━━━ Material shown

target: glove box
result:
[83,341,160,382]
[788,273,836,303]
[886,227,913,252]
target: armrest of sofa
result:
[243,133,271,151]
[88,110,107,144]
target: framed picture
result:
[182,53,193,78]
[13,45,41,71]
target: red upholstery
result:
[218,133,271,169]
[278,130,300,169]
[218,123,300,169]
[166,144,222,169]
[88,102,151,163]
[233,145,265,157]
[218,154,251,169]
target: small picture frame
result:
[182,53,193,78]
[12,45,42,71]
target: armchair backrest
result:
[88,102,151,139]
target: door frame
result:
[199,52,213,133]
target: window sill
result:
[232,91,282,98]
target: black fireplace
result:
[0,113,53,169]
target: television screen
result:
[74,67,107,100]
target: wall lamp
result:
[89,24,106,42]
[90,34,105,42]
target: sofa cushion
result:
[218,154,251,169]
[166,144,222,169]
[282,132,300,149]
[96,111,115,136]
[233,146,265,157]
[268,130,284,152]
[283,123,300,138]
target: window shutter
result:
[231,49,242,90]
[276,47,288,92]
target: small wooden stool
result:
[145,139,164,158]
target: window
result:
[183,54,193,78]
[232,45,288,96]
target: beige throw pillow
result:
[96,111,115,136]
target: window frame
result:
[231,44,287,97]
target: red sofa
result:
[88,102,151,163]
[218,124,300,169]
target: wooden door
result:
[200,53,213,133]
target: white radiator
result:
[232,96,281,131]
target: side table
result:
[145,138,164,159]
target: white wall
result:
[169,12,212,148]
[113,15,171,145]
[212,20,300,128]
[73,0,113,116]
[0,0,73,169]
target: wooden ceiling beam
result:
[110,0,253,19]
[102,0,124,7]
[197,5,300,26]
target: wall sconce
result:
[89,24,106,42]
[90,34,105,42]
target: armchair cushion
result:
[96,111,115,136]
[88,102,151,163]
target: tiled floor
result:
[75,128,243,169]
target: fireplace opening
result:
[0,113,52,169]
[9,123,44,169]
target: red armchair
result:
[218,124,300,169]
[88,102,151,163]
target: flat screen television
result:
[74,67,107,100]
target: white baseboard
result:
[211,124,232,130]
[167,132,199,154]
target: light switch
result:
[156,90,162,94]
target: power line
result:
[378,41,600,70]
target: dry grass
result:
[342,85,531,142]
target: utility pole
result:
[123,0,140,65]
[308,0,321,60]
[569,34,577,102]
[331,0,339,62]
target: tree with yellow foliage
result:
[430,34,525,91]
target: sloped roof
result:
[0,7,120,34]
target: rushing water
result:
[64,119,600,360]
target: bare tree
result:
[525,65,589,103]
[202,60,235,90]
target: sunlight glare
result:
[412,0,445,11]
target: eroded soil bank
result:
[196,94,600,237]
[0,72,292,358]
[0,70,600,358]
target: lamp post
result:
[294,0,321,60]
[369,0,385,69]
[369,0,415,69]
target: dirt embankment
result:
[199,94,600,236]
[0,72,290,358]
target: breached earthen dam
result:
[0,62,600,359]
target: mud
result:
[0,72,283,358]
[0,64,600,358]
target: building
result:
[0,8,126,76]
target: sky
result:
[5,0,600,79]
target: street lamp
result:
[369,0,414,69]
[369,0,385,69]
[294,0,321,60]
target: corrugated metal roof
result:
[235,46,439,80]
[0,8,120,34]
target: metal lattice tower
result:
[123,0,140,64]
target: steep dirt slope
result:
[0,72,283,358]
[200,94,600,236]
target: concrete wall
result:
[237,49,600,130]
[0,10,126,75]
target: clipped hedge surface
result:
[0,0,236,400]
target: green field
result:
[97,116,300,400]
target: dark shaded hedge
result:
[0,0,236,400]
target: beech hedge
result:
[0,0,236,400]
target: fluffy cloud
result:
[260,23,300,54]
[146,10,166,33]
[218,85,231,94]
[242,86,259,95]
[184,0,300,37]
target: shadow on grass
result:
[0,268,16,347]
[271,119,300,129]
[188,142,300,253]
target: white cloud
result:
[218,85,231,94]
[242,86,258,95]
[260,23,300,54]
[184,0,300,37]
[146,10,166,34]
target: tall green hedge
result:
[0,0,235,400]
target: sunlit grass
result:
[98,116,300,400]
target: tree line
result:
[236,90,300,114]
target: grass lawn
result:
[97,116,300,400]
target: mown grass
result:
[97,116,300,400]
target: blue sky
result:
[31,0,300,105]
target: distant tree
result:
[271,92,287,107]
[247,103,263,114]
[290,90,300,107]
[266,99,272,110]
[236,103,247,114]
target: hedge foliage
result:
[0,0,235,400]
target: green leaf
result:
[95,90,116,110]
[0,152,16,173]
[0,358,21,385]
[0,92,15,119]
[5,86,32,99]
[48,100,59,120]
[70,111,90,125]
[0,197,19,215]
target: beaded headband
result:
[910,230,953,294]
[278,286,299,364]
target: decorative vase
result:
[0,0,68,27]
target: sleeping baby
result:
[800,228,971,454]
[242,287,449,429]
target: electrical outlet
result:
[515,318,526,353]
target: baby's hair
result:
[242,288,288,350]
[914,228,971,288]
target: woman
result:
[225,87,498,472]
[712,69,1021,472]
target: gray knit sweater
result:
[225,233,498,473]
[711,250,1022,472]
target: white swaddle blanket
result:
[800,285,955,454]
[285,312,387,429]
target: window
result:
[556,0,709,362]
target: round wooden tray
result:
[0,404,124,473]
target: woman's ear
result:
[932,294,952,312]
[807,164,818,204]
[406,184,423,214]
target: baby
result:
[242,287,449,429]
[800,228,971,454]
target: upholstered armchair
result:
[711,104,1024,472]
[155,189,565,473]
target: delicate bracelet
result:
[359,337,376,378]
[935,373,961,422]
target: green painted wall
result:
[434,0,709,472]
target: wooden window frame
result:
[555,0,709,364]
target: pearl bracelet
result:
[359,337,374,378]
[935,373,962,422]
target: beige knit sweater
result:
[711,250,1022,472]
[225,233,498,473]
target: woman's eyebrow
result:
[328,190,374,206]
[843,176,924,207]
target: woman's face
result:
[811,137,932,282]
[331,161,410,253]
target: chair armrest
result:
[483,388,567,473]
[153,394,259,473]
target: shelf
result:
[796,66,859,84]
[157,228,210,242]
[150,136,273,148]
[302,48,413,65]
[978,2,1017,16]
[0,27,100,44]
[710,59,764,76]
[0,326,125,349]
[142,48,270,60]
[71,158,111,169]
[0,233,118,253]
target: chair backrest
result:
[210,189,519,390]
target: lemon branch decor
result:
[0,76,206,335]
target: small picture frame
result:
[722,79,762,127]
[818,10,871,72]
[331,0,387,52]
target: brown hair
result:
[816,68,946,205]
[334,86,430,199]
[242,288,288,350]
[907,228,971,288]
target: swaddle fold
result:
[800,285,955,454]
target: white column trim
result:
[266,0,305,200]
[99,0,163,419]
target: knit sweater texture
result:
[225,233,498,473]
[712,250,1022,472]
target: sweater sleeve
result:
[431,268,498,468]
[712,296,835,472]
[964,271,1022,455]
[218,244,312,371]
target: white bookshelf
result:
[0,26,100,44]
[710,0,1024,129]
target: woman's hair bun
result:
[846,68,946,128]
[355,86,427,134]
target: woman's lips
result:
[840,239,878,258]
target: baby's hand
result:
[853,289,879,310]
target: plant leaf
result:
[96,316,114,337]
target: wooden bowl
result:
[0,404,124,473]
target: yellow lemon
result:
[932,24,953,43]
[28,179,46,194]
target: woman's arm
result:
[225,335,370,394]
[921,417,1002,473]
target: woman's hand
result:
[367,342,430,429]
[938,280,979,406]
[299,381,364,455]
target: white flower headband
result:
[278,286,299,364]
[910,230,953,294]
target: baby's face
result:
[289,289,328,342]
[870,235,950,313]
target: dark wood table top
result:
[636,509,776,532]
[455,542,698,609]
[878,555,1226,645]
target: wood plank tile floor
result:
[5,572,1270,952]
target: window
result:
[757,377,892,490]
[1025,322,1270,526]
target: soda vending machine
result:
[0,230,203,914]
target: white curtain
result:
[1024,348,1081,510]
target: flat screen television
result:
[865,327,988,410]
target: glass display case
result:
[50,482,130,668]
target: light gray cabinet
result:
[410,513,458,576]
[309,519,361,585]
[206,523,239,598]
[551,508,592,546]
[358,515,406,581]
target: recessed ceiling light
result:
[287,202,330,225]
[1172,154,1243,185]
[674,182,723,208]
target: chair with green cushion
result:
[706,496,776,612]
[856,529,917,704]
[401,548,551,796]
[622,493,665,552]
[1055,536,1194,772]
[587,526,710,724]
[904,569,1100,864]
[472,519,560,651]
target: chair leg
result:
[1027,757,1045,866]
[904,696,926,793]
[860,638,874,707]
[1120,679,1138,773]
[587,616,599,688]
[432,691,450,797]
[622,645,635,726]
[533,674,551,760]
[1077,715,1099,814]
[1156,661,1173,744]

━━━━━━

**Problem requirements**: Rewrite the lines of the entries starting at the line containing "target: green painted wall" and ending at the line containing "[1025,322,1270,526]" as a JSON list of strings, one string per line, with blank lines omitted.

**Response below**:
[
  "target: green painted wall",
  "result:",
  "[434,0,709,472]",
  "target: wooden window frame",
  "result:",
  "[555,0,709,364]",
  "target: pearl bracelet",
  "result:",
  "[359,337,374,378]",
  "[935,373,962,422]",
  "target: beige knit sweater",
  "result:",
  "[711,250,1022,472]",
  "[225,233,498,473]",
  "target: woman's eyebrow",
  "result:",
  "[328,190,374,206]",
  "[843,176,924,207]",
  "target: woman's face",
  "result:",
  "[811,137,932,282]",
  "[331,161,410,253]",
  "target: chair armrest",
  "result:",
  "[483,388,567,473]",
  "[153,394,259,473]",
  "target: shelf",
  "result:",
  "[796,66,859,84]",
  "[157,228,210,242]",
  "[150,136,273,148]",
  "[302,48,413,65]",
  "[978,2,1017,16]",
  "[0,27,100,44]",
  "[710,59,764,76]",
  "[0,326,125,349]",
  "[142,48,270,60]",
  "[71,158,111,169]",
  "[0,233,118,253]",
  "target: chair backrest",
  "result:",
  "[210,189,519,390]",
  "target: lemon branch decor",
  "result:",
  "[0,76,206,335]",
  "target: small picture frame",
  "result:",
  "[722,79,762,127]",
  "[818,10,871,72]",
  "[331,0,387,52]",
  "target: brown hair",
  "result:",
  "[816,68,946,205]",
  "[334,86,430,199]",
  "[242,288,288,350]",
  "[907,228,971,288]",
  "target: swaddle fold",
  "result:",
  "[800,285,955,454]",
  "target: white column trim",
  "result:",
  "[266,0,305,200]",
  "[99,0,163,419]",
  "target: knit sweater texture",
  "result:",
  "[225,233,498,473]",
  "[712,250,1022,472]",
  "target: sweater sleeve",
  "result:",
  "[431,268,498,468]",
  "[712,296,835,472]",
  "[964,271,1022,455]",
  "[218,244,312,371]",
  "target: white bookshelf",
  "result:",
  "[0,26,100,44]",
  "[710,0,1024,129]",
  "target: woman's hair bun",
  "result:",
  "[846,68,946,128]",
  "[355,86,427,134]",
  "target: woman's lips",
  "result:",
  "[840,239,878,258]",
  "target: baby's hand",
  "result:",
  "[853,289,879,310]",
  "target: plant leaf",
  "result:",
  "[96,316,114,337]",
  "target: wooden bowl",
  "result:",
  "[0,404,124,473]",
  "target: yellow lemon",
  "result:",
  "[932,24,953,43]",
  "[28,179,46,194]",
  "target: woman's arm",
  "result:",
  "[225,335,370,394]",
  "[921,417,1002,473]",
  "target: woman's hand",
  "result:",
  "[367,342,430,429]",
  "[938,280,979,406]",
  "[299,381,364,455]",
  "target: white flower headband",
  "result:",
  "[278,286,299,364]",
  "[910,230,953,294]",
  "target: baby's face",
  "result:",
  "[289,289,328,342]",
  "[870,235,950,313]",
  "target: dark wood table top",
  "result:",
  "[636,509,776,532]",
  "[455,542,698,609]",
  "[878,555,1226,645]",
  "target: wood plank tile floor",
  "result:",
  "[5,572,1270,952]",
  "target: window",
  "result:",
  "[757,377,892,490]",
  "[1025,322,1270,526]"
]